Source material =>

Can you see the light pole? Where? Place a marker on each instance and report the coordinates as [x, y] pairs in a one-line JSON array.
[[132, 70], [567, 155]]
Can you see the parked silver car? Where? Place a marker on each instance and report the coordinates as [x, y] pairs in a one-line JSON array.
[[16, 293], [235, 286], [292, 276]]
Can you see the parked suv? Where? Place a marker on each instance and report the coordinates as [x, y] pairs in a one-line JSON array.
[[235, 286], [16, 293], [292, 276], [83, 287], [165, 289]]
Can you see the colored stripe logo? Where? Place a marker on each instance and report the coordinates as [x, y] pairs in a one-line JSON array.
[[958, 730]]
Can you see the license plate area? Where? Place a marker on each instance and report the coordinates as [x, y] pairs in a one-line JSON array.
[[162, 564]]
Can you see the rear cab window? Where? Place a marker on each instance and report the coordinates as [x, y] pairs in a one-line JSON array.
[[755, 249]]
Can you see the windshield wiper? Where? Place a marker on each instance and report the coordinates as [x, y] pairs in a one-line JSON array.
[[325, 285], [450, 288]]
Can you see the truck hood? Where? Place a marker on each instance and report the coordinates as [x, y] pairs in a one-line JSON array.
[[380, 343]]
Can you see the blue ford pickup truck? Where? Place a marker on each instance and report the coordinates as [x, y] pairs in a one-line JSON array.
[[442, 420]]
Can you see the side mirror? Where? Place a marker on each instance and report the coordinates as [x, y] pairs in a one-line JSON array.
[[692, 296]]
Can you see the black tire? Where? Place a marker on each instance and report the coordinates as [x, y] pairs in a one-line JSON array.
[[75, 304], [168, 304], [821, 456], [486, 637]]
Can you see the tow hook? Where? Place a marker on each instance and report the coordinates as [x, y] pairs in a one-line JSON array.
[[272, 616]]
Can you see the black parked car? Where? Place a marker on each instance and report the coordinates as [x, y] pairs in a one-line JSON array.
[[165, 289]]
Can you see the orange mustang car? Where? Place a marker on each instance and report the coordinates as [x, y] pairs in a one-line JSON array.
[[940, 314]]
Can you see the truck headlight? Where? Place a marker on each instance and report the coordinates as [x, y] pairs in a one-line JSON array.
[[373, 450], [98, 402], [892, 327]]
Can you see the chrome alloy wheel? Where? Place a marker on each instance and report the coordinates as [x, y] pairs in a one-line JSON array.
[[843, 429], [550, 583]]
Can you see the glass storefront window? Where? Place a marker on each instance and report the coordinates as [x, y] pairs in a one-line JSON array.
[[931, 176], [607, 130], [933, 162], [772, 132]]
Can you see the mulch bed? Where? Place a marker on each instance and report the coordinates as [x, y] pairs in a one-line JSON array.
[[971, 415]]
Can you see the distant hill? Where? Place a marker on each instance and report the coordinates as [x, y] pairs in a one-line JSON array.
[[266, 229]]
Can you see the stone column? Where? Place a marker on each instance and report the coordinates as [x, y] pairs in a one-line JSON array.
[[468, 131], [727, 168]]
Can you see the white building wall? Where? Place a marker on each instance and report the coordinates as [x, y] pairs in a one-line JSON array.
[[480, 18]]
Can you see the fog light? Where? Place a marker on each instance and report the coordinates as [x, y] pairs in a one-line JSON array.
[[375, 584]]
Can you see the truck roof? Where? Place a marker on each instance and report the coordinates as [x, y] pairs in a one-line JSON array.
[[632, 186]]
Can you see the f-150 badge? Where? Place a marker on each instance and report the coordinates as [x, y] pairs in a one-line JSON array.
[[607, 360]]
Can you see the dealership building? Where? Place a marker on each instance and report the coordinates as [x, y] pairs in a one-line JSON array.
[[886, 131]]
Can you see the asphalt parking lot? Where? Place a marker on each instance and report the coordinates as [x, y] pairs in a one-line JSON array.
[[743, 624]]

The problem => Copy these lines word for word.

Completed task =>
Can you see the light pole? Where? Place a marker on each instance and report the coordinates as [x, y] pairs in a one-line JSON array.
[[132, 70], [567, 155]]
Can you see the parked silver car? Where? Place a marker on each instance and report the coordinates as [x, y] pairs in a one-line JSON array.
[[16, 293], [235, 286], [292, 276]]
Can you see the parked suv? Where? Place a marker on each instance and report the coordinates as [x, y] pairs in a one-line JSON array.
[[235, 286], [16, 293], [292, 276], [83, 287], [165, 289]]
Can you see the colored stripe logo? Where? Place a marker on each instance and report the coordinates as [x, y] pairs in a one-line JSON array.
[[958, 730]]
Can you see the license plate area? Where? Place a marker on each instance and report the coordinates as [x, y] pairs in a one-line JSON array.
[[162, 564]]
Can you see the rear cab window? Where? Place a marker on each instance and report the coordinates as [x, y] pairs in a one-line JSON array.
[[755, 249]]
Can you see the windshield wiper? Where? Place a marker on each instance and report the coordinates as [x, y] pairs in a one-line JSON array.
[[325, 285], [450, 288]]
Can you see the truck hood? Where? Place a marker on each instance and report the coordinates as [x, y] pairs in a one-line JSON array.
[[380, 343]]
Can you see the blue ford pickup truck? Where? Place a marker on each instance and report the coordinates as [x, y] pairs in a one-line JSON array.
[[442, 420]]
Can you see the side mirror? Where? Place a marker on each instance and report the coordinates as [x, y] pairs in a one-line JSON array.
[[692, 296]]
Can you see the black tire? Where? Place a marker on each instance and report the coordinates as [x, y] pairs in a one-line JSON array.
[[75, 304], [168, 304], [821, 456], [486, 637]]
Can you see the tow hook? Where? Place a marker on each instance and report the coordinates as [x, y] pairs in a one-line JSON array.
[[272, 616]]
Can you see the black parked car? Where? Place a marker on each instance and report the coordinates as [x, y] pairs in a one-line JSON array.
[[165, 289]]
Can you see the orange mustang car? Where? Place a marker on each instance and report the coordinates as [x, y] pairs in a one-line JSON array.
[[940, 314]]
Can you see the truck headlight? Where? Place a marker on each instance and report the coordinates as [x, y] pairs in a one-line JSON array.
[[373, 450], [98, 402], [892, 327]]
Can you see the chrome alloy wheel? Where? Place a marker on each instance and report the coordinates as [x, y] pairs in a one-line JSON array.
[[843, 429], [550, 583]]
Can you see the glass storefront window? Where? Place a marker on each instance and report the coordinates as [x, y] pairs in a one-line JSON array.
[[931, 176], [607, 130], [933, 162], [772, 132]]
Can you see the mulch bed? Where? Place a marker on each instance and report the coordinates as [x, y] pairs in a one-line JSON array.
[[971, 415]]
Can you see the distant hill? Where? Place a marker on each instance and report the coordinates as [x, y] pairs in a one-line JSON array.
[[266, 229]]
Can you see the stone column? Where? Place a marker on each instance and report the coordinates as [x, y] pairs in a one-line JSON array.
[[468, 131], [727, 168]]
Can you see the white building wall? Where? Place a marker on each instance and report the coordinates as [x, y] pairs in a one-line JSON array.
[[480, 18]]
Can you see the fog light? Where? Place a marker on each instance and report the coordinates as [x, y] pairs in a one-line JSON array.
[[375, 584]]
Can you see the truck roof? Where? Place a marker on each instance and report the coordinates as [x, y] pairs in a one-line JSON array.
[[632, 186]]
Can you see the f-150 badge? Where? Place a marker on each instance and report the coordinates as [x, y] pairs in a one-line JSON array.
[[607, 360]]
Can you see the dealership building? Where? Place a marker on each instance and report the coordinates as [x, y] pairs in a one-line JSON array.
[[886, 131]]
Can you see the asphalt parking lot? Where? Place a marker on each instance and report the coordinates as [x, y] pairs in a one-line JSON array.
[[743, 624]]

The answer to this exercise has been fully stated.